What is required:
List each line of the entries below that contains the word "background", matching case exactly.
---------------
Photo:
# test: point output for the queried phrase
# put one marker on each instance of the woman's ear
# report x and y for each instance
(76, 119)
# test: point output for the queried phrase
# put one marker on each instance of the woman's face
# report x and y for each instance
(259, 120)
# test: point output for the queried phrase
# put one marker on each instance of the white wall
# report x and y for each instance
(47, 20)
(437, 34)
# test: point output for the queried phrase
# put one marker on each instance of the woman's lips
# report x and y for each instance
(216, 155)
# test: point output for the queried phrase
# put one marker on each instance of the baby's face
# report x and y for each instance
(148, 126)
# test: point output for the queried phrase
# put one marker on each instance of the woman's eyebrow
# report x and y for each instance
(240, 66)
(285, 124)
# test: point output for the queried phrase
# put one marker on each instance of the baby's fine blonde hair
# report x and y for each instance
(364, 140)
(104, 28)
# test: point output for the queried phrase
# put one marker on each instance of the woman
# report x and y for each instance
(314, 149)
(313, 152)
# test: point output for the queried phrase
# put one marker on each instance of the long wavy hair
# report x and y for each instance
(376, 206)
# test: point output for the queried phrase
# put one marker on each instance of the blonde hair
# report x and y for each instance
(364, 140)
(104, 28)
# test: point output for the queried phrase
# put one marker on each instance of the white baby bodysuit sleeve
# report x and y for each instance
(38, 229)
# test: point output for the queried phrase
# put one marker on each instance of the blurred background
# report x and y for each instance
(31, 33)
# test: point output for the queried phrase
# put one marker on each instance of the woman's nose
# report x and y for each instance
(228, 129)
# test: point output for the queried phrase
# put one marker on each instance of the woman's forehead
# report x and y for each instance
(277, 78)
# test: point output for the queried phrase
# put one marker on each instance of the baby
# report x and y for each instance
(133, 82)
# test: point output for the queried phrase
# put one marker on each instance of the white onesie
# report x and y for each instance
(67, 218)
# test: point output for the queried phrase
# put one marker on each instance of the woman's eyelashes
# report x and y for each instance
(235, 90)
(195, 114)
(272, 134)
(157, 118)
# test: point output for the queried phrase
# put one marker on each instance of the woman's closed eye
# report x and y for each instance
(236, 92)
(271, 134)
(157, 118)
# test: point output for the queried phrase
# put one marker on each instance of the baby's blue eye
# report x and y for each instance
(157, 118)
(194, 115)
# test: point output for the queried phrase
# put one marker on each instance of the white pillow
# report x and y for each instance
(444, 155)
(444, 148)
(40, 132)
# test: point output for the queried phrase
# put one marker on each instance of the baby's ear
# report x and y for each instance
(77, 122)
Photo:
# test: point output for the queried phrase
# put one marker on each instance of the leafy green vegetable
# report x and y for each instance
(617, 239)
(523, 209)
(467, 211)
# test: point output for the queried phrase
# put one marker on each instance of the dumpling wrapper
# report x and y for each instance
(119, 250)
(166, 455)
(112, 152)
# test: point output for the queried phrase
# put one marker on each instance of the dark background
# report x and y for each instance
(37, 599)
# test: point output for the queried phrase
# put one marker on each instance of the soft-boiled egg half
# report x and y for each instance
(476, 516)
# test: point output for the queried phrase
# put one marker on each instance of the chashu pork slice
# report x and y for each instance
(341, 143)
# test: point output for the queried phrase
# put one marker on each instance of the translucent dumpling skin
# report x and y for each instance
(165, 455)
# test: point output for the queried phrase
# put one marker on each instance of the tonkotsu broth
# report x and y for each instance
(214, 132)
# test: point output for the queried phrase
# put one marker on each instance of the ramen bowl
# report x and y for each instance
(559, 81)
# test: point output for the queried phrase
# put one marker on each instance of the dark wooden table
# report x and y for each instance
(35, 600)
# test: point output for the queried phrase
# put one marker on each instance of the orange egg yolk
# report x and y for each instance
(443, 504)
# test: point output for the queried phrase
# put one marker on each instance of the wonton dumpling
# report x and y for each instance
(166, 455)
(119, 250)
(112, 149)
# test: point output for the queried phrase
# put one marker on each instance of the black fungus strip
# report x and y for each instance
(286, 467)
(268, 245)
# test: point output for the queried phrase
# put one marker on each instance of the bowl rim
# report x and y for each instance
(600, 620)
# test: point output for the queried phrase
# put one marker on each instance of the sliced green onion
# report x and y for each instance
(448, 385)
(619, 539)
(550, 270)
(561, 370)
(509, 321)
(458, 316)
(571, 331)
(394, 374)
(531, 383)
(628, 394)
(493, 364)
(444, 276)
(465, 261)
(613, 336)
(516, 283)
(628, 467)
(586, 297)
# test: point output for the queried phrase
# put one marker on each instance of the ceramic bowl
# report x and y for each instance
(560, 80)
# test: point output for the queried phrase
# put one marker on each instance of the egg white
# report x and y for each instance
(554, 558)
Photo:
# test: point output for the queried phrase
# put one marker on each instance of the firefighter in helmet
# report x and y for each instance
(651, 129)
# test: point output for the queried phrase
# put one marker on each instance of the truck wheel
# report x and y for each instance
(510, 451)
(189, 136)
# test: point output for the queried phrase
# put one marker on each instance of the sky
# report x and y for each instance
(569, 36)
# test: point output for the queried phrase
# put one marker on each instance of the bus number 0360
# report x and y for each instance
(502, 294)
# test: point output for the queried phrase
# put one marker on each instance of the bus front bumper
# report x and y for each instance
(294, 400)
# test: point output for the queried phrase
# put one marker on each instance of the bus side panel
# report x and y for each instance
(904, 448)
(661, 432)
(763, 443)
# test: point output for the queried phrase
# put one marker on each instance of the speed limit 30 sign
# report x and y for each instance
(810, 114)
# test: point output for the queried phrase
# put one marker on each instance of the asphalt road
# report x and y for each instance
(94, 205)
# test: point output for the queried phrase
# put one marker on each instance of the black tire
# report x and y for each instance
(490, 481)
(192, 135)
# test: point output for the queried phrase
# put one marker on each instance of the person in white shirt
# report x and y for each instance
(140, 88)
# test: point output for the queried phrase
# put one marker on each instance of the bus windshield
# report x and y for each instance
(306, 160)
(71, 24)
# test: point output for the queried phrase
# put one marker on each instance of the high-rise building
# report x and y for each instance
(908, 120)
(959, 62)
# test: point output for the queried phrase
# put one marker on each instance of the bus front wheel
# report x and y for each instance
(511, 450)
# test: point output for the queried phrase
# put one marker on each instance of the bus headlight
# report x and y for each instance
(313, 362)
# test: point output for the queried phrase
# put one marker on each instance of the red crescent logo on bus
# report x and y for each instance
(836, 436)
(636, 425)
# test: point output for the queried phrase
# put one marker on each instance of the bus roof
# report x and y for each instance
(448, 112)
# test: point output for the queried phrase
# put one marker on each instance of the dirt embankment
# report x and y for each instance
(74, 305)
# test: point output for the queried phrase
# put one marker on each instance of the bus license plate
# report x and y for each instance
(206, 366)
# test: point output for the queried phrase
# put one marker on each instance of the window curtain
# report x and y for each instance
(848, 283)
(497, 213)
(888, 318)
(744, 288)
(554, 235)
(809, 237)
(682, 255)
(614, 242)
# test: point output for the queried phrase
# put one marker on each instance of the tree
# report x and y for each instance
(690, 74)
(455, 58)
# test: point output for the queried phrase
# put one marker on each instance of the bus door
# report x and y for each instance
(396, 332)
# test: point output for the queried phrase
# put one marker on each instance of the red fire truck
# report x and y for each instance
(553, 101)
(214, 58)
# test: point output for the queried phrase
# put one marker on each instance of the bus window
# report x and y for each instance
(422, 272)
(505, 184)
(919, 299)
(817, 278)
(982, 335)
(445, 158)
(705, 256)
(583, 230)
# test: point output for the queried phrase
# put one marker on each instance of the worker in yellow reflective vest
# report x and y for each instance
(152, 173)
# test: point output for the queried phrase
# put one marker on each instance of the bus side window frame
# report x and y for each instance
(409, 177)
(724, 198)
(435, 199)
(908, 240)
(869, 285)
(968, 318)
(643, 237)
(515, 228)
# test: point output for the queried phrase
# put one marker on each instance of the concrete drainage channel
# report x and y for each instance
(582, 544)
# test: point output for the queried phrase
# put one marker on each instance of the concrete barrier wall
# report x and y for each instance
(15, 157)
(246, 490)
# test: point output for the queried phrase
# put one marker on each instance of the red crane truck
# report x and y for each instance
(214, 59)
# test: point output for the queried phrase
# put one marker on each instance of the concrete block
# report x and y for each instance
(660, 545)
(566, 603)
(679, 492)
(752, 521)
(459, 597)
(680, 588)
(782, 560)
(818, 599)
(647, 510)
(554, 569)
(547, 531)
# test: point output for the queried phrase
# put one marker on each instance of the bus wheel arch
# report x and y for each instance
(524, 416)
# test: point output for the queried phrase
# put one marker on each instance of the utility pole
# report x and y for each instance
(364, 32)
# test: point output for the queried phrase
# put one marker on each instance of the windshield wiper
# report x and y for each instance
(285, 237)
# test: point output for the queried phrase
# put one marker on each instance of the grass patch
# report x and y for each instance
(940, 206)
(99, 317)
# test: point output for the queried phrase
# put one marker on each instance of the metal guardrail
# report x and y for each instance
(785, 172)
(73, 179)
---------------
Reply to the exercise:
# put one marker on each instance of the blurred background
# put one marker on each instance of the dark background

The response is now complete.